** Opening Record extracts block **
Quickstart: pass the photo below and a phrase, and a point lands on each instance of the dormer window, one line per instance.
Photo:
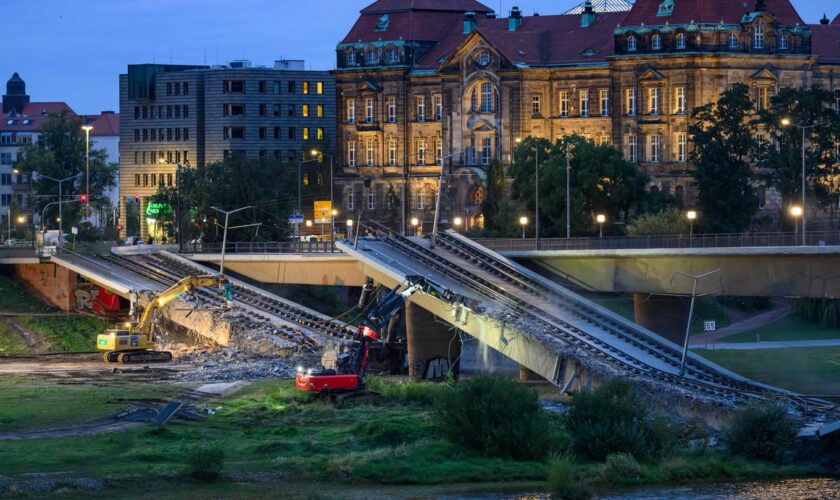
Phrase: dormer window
(783, 45)
(656, 42)
(758, 36)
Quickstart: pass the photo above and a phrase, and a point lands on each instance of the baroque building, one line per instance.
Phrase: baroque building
(421, 80)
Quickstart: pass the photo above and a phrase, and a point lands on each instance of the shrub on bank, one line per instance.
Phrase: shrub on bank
(763, 430)
(496, 416)
(613, 419)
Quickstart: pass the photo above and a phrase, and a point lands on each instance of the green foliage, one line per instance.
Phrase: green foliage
(613, 419)
(724, 141)
(762, 430)
(601, 182)
(670, 221)
(496, 416)
(206, 461)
** Closing Record extracts block **
**Problem description:**
From the line containing "bank, one line per instance." to the last line of the data above, copy each line exactly and add nothing.

**Exercise solution:**
Quickstart: pass the photo above and a phrase, and a point lands on each instance of the shrub on bank, one line per instance.
Phrase: shrub on bank
(763, 430)
(496, 416)
(613, 419)
Quickstart: pass the photo above and a phrase, and a point lands on each instance of the green foliage, one line per instance.
Phrase: green foliage
(613, 419)
(724, 141)
(762, 430)
(601, 182)
(670, 221)
(496, 416)
(206, 461)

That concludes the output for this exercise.